_Exercise directions_
Only a number is expected here: the count of lines in this data where "beige" occurs.

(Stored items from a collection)

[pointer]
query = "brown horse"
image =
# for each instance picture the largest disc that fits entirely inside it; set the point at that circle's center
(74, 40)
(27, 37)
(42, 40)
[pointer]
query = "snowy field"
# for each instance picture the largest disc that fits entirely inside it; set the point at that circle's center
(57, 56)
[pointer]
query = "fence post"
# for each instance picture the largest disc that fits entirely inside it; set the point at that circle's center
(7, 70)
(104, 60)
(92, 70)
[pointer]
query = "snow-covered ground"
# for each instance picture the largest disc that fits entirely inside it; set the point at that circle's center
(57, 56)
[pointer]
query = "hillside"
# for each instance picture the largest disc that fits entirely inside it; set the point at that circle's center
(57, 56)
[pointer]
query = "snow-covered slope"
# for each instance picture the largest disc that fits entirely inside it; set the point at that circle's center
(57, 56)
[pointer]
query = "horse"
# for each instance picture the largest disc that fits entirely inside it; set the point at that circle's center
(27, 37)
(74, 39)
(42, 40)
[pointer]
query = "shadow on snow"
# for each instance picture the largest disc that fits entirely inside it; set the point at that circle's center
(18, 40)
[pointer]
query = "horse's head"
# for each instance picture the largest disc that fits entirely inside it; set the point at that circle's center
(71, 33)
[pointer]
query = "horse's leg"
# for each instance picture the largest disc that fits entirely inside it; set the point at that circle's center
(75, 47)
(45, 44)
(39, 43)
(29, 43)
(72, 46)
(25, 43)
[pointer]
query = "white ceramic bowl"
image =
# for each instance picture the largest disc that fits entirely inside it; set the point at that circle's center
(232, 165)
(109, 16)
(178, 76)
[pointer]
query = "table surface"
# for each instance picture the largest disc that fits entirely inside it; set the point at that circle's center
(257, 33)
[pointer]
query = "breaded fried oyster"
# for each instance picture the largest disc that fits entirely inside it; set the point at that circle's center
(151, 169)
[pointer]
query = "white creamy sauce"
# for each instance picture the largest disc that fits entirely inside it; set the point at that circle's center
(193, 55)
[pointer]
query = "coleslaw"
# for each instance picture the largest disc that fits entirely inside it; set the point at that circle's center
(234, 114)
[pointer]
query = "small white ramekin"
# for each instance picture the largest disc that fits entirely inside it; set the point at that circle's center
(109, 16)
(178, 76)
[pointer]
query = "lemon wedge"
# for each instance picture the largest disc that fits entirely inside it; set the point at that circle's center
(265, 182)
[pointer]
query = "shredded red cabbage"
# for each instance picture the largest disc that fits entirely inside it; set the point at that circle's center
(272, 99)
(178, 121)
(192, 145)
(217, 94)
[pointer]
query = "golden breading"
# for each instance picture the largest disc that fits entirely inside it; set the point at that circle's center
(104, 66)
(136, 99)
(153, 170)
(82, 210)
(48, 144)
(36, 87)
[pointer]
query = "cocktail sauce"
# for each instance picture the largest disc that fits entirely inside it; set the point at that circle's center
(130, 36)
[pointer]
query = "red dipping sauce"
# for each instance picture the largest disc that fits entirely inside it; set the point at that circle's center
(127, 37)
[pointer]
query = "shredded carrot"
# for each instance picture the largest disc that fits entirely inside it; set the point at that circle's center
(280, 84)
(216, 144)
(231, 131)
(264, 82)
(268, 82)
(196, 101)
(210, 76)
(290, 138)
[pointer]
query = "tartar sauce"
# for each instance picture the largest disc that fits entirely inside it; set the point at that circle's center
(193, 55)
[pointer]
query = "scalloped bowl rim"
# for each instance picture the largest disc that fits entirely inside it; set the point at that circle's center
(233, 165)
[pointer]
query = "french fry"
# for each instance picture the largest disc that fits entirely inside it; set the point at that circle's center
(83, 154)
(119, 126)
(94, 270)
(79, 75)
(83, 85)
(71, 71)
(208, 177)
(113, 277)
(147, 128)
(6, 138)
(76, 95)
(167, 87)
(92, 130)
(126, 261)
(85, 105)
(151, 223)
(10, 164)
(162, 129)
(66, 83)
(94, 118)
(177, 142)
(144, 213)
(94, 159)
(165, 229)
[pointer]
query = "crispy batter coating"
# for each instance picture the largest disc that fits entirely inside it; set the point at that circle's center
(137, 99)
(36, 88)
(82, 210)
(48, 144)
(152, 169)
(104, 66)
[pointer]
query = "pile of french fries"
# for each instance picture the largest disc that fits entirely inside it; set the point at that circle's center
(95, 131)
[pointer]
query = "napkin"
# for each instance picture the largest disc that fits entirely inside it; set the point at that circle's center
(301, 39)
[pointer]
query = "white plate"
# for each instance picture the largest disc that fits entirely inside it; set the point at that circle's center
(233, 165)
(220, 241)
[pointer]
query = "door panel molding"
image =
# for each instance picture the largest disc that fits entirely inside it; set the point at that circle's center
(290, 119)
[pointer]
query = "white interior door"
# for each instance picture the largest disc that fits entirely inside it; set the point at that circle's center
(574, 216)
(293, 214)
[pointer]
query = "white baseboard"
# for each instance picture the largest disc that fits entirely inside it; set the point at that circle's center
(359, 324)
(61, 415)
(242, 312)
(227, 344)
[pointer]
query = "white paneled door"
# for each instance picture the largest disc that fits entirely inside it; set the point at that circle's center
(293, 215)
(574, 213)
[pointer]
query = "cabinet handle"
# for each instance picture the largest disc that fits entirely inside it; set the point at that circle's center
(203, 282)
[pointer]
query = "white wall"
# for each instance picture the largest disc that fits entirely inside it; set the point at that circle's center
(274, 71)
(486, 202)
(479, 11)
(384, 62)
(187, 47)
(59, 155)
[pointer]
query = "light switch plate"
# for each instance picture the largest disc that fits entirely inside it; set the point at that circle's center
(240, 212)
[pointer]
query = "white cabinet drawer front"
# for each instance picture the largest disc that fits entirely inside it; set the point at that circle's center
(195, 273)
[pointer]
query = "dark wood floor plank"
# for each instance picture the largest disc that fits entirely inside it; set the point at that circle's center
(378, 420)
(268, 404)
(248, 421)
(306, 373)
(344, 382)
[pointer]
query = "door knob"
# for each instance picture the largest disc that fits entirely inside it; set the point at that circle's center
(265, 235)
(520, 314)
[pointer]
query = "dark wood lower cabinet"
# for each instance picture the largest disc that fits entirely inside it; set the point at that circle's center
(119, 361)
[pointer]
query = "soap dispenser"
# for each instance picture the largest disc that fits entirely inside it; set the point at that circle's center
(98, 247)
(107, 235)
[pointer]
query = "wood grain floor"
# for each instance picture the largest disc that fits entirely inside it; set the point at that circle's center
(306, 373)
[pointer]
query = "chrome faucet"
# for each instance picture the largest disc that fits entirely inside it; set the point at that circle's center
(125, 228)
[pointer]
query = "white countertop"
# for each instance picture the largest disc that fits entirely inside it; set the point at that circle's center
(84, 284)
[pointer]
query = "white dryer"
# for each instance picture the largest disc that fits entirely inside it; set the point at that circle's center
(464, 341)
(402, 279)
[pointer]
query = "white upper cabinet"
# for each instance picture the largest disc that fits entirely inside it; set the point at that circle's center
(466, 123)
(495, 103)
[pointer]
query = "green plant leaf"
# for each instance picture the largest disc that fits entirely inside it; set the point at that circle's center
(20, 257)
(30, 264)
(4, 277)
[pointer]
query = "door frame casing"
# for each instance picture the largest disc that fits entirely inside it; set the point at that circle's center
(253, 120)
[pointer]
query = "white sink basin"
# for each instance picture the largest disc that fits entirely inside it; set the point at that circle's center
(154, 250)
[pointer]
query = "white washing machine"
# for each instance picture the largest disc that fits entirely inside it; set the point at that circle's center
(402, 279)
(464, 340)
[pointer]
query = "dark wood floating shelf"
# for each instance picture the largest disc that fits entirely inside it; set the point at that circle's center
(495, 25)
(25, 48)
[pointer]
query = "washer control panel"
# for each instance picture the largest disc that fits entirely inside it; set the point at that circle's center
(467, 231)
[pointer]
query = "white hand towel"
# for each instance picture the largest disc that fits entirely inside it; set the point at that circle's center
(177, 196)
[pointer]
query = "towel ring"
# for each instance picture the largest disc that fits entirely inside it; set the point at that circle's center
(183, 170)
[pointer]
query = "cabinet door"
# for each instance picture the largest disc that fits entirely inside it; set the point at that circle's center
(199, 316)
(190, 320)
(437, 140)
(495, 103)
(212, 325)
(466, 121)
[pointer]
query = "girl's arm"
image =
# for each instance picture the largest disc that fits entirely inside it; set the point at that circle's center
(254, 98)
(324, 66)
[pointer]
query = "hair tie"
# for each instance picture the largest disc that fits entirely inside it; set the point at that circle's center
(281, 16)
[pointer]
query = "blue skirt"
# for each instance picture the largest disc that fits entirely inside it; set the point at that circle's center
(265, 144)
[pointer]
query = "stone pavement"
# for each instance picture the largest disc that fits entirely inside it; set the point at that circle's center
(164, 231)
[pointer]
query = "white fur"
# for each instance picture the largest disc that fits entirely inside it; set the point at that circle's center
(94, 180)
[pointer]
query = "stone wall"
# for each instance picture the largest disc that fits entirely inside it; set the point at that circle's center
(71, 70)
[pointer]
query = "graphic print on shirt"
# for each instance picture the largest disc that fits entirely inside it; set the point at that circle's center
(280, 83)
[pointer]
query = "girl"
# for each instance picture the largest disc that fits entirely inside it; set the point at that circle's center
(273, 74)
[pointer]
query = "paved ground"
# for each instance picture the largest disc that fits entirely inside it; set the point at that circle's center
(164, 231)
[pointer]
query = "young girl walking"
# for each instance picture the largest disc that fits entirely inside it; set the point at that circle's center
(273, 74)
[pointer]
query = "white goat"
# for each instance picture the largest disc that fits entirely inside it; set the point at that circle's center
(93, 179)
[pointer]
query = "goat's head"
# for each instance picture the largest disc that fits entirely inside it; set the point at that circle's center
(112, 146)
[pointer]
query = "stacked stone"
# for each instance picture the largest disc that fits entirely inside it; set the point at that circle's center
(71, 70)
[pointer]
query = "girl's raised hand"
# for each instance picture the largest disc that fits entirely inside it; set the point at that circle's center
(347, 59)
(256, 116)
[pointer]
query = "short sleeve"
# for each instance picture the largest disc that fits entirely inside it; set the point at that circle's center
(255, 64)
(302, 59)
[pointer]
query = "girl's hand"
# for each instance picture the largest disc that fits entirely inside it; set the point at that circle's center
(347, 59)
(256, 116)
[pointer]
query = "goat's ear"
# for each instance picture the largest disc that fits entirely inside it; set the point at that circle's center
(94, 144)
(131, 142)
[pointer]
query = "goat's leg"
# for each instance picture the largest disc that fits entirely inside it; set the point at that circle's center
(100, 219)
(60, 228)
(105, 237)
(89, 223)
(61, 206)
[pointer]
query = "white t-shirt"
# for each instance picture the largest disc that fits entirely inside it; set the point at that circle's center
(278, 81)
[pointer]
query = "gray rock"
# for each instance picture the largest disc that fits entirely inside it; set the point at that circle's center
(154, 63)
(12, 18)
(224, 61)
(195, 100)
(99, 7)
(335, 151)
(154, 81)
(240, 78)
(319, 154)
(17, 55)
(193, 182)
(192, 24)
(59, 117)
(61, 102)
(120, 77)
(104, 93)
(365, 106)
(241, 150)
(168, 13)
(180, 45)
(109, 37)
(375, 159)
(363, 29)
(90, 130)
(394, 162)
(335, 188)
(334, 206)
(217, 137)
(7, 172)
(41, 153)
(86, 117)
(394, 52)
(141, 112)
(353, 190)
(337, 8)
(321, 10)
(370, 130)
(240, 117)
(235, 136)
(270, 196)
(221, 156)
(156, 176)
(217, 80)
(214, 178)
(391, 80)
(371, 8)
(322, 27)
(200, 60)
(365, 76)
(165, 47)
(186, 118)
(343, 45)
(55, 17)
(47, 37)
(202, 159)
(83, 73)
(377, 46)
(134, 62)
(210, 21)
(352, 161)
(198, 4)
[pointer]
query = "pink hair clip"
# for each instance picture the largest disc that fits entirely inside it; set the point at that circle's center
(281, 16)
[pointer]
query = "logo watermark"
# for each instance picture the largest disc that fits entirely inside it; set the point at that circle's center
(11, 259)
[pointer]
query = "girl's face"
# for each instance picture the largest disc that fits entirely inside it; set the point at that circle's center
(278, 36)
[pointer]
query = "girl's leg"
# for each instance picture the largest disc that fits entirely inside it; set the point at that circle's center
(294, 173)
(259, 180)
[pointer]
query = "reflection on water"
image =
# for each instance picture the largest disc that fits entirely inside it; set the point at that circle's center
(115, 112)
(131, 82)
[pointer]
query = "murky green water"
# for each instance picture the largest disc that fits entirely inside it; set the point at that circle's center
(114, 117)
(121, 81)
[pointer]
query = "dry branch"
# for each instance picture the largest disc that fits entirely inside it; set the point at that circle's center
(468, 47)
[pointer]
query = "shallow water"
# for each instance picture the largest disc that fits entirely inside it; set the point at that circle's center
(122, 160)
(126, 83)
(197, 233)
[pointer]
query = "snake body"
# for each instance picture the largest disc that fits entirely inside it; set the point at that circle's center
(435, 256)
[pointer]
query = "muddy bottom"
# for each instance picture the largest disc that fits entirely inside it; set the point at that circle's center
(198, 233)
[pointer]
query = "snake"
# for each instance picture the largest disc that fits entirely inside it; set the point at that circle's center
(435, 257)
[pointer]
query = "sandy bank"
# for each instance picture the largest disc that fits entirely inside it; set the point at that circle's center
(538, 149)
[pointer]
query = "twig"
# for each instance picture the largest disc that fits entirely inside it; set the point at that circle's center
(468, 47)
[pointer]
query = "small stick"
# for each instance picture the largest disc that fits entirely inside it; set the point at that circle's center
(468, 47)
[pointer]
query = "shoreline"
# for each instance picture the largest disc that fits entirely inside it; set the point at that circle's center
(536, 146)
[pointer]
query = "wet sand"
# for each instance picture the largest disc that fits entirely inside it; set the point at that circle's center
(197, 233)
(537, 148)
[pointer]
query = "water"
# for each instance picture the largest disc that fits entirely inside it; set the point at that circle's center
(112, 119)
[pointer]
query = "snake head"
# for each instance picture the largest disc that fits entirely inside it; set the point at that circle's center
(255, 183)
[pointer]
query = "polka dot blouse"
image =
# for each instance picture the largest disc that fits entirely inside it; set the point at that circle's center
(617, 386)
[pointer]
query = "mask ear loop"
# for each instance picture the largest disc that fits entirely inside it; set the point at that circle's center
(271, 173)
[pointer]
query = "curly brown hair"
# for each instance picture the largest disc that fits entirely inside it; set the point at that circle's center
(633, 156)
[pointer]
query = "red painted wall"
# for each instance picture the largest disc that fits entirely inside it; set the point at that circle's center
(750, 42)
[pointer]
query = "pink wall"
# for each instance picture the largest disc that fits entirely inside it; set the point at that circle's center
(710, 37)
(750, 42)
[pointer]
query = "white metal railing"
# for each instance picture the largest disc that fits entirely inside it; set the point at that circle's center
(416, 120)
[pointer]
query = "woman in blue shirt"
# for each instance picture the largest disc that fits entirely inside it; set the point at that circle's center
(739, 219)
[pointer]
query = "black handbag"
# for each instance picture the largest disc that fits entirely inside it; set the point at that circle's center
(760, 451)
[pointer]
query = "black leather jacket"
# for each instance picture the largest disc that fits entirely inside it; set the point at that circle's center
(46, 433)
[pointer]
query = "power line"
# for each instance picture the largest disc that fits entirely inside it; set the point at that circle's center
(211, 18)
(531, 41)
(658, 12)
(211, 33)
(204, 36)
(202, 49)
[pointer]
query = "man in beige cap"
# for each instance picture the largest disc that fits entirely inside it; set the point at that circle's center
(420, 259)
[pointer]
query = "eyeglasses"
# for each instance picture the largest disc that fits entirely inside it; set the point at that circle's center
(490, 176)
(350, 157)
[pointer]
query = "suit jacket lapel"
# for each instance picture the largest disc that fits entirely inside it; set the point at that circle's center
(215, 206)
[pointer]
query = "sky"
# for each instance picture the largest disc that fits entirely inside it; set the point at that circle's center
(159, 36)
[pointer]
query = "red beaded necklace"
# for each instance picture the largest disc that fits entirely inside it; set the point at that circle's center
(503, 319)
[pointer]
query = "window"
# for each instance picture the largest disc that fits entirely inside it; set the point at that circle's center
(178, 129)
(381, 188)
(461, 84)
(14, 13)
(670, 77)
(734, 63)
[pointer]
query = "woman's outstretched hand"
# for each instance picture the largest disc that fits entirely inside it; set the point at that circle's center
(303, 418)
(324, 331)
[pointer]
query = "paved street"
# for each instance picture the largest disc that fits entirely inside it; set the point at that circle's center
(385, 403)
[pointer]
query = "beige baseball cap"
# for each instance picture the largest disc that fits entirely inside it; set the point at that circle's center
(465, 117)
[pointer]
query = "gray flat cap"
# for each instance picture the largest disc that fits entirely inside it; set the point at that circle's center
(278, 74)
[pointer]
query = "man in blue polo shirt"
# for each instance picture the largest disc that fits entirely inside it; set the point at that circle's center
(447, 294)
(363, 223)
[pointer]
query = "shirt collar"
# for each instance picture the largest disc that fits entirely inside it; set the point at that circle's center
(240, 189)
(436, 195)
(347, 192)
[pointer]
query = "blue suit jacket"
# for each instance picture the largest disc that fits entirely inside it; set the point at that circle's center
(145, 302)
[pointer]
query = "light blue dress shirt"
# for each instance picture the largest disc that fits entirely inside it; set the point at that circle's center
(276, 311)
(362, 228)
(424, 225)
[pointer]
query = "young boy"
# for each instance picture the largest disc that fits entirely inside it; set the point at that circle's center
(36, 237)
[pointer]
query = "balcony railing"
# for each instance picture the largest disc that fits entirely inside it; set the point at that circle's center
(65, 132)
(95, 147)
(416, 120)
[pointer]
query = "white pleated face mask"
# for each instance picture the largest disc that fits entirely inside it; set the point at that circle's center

_Response to the task_
2